## Task brief:
The records below are to be set down again exactly, with the pictures left out.

## Entries provided:

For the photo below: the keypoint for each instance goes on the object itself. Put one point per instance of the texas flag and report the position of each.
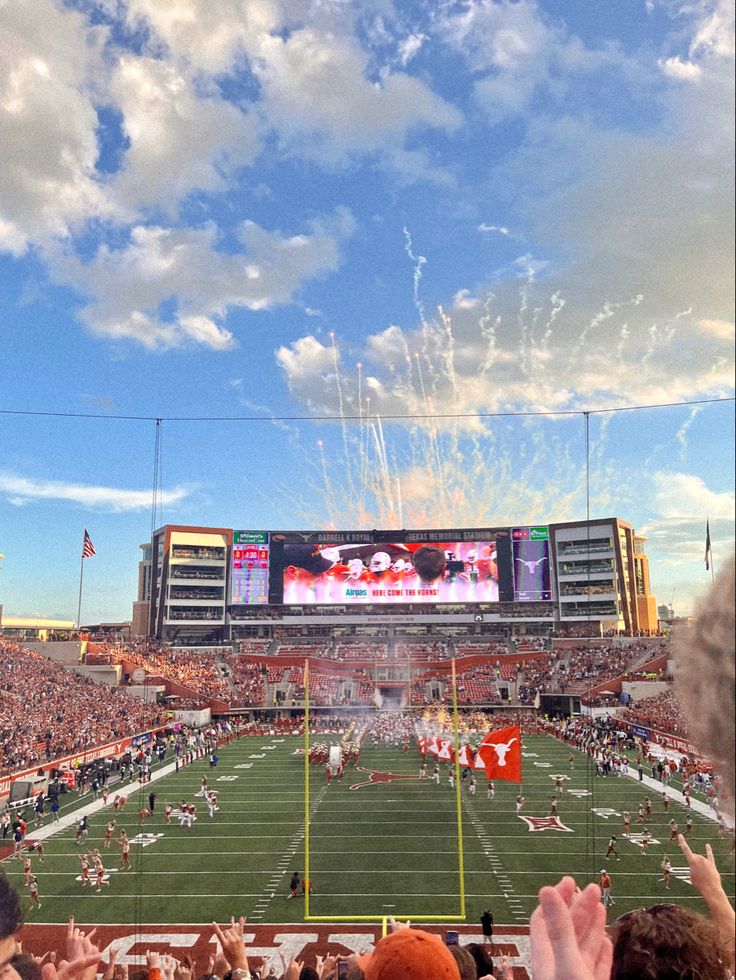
(499, 754)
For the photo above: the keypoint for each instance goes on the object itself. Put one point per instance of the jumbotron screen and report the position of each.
(391, 572)
(478, 565)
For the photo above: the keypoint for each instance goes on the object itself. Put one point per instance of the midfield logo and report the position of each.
(638, 838)
(546, 823)
(682, 873)
(375, 777)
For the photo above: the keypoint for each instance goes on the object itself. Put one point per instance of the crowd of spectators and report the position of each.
(48, 711)
(663, 713)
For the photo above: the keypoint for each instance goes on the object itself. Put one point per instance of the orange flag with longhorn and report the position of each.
(499, 755)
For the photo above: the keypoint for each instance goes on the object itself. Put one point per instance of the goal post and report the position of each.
(380, 916)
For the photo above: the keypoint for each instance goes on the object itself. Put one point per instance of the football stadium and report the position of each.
(367, 490)
(324, 731)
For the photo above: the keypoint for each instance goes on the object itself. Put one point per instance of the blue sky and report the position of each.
(287, 210)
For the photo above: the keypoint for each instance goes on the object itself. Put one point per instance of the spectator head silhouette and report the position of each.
(666, 941)
(410, 954)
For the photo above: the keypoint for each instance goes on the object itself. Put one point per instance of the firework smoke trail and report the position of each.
(433, 452)
(521, 320)
(382, 492)
(558, 304)
(453, 453)
(488, 331)
(652, 342)
(605, 313)
(363, 439)
(329, 488)
(348, 459)
(419, 261)
(622, 340)
(681, 434)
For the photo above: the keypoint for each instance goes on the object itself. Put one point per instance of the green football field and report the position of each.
(387, 847)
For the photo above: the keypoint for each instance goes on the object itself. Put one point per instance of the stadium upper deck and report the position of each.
(215, 585)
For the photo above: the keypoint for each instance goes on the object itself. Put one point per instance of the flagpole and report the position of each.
(81, 577)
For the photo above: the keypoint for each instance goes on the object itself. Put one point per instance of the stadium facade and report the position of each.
(213, 585)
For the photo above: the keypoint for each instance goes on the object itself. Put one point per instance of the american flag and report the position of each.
(88, 549)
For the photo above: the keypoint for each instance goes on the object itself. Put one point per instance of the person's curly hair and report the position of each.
(667, 942)
(705, 676)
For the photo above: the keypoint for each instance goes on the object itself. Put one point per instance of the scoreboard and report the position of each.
(388, 567)
(249, 574)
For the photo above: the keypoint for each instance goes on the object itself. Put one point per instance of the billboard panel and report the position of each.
(531, 564)
(249, 571)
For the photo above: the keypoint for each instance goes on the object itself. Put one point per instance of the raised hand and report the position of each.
(568, 934)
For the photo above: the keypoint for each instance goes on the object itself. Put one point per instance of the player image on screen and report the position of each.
(390, 572)
(531, 570)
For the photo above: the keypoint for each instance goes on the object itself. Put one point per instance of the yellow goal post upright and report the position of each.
(381, 917)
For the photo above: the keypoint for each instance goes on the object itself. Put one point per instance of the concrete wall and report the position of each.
(102, 674)
(643, 689)
(63, 651)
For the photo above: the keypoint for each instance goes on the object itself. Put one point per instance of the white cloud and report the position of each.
(464, 300)
(209, 37)
(515, 50)
(21, 490)
(409, 47)
(677, 68)
(48, 121)
(685, 496)
(499, 228)
(715, 29)
(178, 140)
(305, 360)
(722, 329)
(127, 286)
(315, 86)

## Answer section:
For the photo below: the keypoint for each instance goes on the object itself. Put one point per instance of the texas flag and report the position of each.
(499, 754)
For the photo above: the keypoint for each instance goes on the object itself. Put one point per instance of the jumbotron screen and report the position of each.
(391, 572)
(478, 565)
For the photo above: the keypoint for each instance goes on the object itself. Put one point per instance of the midfield logo and report the position of each.
(638, 838)
(546, 823)
(682, 873)
(375, 777)
For the photo above: the keypoint for each instance goes on the object itself. Put one point per instance of the crowd of spectators and report the position of each.
(48, 711)
(663, 713)
For the photo above: the keypoint for each instance goes on the object itself. Put one point per instance of the orange flag with longhorn and report the position of each.
(499, 755)
For the photo above: the keypoint for each instance goes on the object itself. Put one point per instance of the goal post and report the position of each.
(380, 916)
For the photo above: the keypoint for each instance goes on the object itself. Put one point per instance of the football stadium and report the position of each.
(367, 490)
(324, 731)
For the photo above: the keypoint for each instance goes on the object itself. Put one point per instance of the blue sky and report the position of each.
(287, 210)
For the photo above: the keypoint for each instance goes on the object itself. Put one point per instance of the spectator head silhouette and report the position of each.
(666, 941)
(410, 954)
For the photo above: the keypoint for each instance goes on the object itself. Put one point per instance of the firework smoke trail and report the position of each.
(433, 452)
(521, 320)
(382, 492)
(558, 304)
(453, 453)
(488, 331)
(652, 342)
(605, 313)
(363, 439)
(329, 488)
(348, 459)
(419, 261)
(622, 340)
(681, 434)
For the photo above: the keypoint for each instance goes on the object itself. Put one point per instance of the green football field and report the position of each.
(387, 847)
For the photo above: the keypoint for each instance goes on the object itself. Put one point per instance of the stadium upper deck and report the position of each.
(215, 585)
For the photo above: the keypoint for each instance goes on the object itself. Put one point per instance of the flagpole and report the position of each.
(81, 577)
For the photo above: the keypoint for each instance goes on the object itself. Put one point per instance of the stadium facade and report the position of each.
(213, 585)
For the photo above: the keypoint for each instance goes on the object itself. Put one point per instance of the american flag and report the position of each.
(88, 549)
For the photo above: the keypoint for each instance goes on the object itself. Put one point per instance of the person's curly hair and report the position of each.
(667, 942)
(705, 676)
For the photo above: the keypoint for each instance goes on the object itself. Put one point per instance of the scoreboard and report the position of each.
(388, 567)
(249, 574)
For the photo above: the keypoint for each instance goes on the object itself. Put one point per instance of the billboard panel and report the position of each.
(531, 564)
(249, 571)
For the photo above: the keypoint for each instance goes on the object itself. Put one point per instance of the raised hand and report the position of each.
(568, 934)
For the photo above: the keypoint for each instance goes on the object itself. Put one point per instance of the player image on screen and report the position of each.
(390, 572)
(531, 570)
For the photo above: the keypoint for each instance goes on the object itself. Put one point per instance of the yellow goal post upright and report the position of each.
(381, 917)
For the photo above: the keypoint for each instance goes on the object itself. Put one point per instance of the concrete wall and report the position of each.
(102, 674)
(643, 689)
(63, 651)
For the photo above: the keypoint for each instance goes on the object itself. Put one point per instance of the white cloud and report the position of each.
(464, 300)
(209, 37)
(515, 50)
(21, 490)
(409, 47)
(677, 68)
(48, 121)
(685, 496)
(499, 228)
(715, 29)
(178, 140)
(305, 360)
(722, 329)
(127, 286)
(315, 86)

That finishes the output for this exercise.